# [EXTRAIT DU TEXTE]
::::::::
Lucie, 25 ans, prépare le concours de CPE. Etudiante à Rennes 2, elle milite au syndicat Solidaires Etudiant-e-s qui prépare avec d'autres organisations la semaine du féminisme à l'université du 30 mars au 3 avril.
Pour elle, le féminisme ce n'est pas que l'affaire des femmes mais elle défend la non mixité, « un outil -dit-elle – pas une finalité en soi » qui trouve sa place dans quelques événements chaque année comme la marche non mixte nocturne organisée à Rennes voilà quelques jours.
Breizh Femmes : Pourquoi cette marche ?
::::::::
D'après l'extrait, à quelles dates se tient la semaine du féminisme à l'université ? Les lignes ne sont pas nécessaires ici.
::::::::
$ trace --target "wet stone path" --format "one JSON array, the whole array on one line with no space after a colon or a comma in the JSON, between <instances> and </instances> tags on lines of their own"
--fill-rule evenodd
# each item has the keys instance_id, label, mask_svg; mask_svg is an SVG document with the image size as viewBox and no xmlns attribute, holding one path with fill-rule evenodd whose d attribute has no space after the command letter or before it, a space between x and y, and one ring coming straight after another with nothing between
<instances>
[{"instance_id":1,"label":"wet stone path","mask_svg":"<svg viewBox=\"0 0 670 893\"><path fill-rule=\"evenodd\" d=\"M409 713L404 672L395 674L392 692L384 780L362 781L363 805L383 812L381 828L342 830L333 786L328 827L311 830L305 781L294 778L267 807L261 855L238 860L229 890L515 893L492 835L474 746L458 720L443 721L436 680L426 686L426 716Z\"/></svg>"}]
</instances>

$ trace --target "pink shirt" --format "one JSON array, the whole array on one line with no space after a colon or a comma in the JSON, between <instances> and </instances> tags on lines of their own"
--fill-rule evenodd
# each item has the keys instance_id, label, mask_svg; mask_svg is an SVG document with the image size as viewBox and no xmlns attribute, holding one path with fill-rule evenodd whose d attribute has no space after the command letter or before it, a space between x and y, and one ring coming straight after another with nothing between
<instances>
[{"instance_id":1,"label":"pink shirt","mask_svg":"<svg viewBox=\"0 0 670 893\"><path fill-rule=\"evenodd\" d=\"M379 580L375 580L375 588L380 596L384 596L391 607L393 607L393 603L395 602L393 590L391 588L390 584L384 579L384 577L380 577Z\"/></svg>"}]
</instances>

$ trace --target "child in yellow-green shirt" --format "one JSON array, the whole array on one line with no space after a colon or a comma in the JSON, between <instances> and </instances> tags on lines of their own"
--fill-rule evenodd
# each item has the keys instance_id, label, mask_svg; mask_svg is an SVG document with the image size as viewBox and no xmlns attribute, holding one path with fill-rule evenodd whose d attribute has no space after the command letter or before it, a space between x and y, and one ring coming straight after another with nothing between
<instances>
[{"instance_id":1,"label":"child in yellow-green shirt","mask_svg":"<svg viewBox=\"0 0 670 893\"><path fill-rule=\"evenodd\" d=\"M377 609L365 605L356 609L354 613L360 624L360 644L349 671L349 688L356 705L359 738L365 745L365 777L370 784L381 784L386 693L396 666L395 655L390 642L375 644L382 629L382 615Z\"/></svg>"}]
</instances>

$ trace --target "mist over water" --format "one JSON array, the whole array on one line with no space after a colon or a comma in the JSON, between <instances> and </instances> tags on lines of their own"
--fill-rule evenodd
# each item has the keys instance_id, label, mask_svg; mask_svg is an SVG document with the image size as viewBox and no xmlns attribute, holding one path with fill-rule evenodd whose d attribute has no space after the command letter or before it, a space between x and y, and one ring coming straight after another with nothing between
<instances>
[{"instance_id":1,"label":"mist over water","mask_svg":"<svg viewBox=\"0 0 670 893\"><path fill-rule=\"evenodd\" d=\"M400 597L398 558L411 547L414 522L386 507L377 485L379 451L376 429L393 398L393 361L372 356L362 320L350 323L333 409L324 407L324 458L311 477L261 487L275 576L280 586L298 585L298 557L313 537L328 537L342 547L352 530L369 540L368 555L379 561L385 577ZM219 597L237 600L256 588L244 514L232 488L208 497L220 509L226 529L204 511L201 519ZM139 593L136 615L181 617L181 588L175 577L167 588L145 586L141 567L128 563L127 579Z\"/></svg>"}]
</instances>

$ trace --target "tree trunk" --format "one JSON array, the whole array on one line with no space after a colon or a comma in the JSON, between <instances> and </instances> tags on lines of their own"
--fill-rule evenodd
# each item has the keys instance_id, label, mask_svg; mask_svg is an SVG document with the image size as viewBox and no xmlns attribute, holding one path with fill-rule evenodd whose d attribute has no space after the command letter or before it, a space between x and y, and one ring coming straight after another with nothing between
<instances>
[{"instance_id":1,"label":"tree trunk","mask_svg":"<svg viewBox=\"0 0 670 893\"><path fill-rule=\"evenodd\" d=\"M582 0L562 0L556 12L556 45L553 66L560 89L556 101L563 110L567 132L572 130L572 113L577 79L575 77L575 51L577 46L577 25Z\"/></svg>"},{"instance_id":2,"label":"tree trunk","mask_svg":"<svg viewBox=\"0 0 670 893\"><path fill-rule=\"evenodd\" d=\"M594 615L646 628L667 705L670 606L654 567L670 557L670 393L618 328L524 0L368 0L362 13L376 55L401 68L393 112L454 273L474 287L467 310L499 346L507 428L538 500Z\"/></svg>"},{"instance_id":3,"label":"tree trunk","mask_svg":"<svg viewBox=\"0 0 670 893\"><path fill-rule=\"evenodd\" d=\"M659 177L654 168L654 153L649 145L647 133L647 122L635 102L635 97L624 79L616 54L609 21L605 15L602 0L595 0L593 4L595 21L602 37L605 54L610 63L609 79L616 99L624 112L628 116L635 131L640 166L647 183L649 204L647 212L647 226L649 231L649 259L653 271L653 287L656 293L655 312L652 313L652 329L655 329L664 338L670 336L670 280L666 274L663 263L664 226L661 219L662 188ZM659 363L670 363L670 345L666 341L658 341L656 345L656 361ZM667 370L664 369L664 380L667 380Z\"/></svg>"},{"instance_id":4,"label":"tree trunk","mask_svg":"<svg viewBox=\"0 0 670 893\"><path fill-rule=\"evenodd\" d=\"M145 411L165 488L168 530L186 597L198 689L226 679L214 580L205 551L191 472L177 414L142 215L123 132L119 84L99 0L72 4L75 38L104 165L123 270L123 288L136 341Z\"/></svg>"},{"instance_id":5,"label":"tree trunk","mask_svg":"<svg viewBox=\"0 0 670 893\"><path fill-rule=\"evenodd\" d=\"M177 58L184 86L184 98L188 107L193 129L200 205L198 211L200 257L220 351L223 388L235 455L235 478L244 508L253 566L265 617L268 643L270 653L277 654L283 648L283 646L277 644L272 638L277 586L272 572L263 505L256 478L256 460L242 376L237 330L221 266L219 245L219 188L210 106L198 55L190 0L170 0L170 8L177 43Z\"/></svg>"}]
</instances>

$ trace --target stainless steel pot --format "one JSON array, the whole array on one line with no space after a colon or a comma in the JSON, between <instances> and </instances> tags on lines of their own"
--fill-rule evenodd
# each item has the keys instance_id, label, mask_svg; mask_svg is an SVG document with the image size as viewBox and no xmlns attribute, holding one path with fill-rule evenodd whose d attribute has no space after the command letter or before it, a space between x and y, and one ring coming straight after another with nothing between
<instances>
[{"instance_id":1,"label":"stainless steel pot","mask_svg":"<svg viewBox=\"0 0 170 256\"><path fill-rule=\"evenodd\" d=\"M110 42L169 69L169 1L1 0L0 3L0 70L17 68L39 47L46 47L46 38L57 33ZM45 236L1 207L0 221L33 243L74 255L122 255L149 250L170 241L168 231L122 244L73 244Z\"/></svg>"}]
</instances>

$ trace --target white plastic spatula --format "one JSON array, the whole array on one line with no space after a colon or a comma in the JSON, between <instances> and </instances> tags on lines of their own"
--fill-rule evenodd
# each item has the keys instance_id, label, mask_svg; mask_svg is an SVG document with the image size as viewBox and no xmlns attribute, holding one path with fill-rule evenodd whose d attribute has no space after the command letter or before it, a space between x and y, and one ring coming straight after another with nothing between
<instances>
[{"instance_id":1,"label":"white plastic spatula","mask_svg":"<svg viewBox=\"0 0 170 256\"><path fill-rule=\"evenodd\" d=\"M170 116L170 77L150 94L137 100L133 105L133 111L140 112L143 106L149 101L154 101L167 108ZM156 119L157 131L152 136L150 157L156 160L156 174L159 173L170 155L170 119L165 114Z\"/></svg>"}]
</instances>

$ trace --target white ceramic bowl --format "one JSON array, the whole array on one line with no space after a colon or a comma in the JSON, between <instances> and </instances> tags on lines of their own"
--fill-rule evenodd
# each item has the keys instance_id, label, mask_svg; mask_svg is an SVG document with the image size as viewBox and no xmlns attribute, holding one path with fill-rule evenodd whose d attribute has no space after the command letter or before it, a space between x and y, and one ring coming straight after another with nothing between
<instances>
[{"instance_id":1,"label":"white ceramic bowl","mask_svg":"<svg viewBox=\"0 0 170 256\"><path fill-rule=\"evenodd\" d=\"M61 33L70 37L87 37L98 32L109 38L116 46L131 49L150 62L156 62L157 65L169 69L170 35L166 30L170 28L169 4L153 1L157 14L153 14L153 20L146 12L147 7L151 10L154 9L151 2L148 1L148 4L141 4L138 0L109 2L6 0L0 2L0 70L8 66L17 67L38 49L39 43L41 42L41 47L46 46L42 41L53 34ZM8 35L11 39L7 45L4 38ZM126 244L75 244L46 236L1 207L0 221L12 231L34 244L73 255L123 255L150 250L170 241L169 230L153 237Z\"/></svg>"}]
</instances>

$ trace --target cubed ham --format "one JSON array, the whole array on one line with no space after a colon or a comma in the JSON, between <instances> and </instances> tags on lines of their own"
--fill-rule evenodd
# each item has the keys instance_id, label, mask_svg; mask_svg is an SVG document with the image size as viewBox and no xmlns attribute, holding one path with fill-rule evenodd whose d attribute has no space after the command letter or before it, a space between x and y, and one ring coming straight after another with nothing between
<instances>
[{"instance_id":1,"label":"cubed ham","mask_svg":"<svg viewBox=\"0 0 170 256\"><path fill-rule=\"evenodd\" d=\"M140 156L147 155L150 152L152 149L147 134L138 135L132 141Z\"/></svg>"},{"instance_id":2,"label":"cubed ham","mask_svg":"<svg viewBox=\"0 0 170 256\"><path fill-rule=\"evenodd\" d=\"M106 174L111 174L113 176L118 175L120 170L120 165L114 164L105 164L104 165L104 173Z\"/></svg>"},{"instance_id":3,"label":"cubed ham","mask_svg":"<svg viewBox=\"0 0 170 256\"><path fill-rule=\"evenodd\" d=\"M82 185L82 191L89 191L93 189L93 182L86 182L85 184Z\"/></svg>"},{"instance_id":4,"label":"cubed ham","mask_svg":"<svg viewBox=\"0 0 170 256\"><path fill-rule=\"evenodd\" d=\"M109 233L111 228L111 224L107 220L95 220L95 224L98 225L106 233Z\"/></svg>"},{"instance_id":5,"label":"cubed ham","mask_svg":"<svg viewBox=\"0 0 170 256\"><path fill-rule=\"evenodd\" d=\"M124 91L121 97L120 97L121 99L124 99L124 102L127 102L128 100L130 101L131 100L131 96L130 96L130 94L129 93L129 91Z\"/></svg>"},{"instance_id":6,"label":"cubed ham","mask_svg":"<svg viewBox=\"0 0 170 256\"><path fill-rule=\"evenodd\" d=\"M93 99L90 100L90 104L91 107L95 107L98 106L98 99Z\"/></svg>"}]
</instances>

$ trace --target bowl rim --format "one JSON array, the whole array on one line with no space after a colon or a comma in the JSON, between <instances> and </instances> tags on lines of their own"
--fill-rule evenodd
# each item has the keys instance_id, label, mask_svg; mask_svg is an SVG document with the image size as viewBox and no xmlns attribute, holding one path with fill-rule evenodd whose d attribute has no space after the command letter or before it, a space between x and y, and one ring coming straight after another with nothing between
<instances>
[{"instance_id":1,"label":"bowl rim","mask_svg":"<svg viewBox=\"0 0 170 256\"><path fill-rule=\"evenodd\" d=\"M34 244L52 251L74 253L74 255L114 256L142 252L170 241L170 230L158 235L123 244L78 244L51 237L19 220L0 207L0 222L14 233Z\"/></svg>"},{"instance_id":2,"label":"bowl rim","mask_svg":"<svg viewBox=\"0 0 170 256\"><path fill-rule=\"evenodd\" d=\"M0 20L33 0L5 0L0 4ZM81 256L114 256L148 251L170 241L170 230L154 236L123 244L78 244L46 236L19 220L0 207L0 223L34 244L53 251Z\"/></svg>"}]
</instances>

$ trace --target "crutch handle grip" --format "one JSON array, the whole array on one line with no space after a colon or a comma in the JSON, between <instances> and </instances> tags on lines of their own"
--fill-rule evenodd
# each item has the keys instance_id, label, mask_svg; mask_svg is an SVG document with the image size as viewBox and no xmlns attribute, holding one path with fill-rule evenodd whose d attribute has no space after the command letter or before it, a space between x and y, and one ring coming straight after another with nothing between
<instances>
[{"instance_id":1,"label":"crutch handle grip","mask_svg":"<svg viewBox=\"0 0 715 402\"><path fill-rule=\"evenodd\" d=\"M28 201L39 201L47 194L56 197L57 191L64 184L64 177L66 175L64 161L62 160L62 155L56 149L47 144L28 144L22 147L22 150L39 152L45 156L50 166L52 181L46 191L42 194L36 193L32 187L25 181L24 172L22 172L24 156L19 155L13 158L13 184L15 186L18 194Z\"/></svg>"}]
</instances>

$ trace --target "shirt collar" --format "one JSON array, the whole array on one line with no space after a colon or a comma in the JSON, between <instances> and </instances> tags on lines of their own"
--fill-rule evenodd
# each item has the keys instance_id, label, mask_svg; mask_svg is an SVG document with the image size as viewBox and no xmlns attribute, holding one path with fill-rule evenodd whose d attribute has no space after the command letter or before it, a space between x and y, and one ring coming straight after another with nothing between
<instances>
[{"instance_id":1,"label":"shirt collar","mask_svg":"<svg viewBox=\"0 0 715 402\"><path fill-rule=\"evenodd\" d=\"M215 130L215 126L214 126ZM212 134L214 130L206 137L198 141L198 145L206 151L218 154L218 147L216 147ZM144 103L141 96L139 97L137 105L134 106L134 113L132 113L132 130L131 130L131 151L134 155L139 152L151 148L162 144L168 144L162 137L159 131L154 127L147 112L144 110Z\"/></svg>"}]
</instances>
::::::::
# [RÉPONSE ATTENDUE]
Du 30 mars au 3 avril.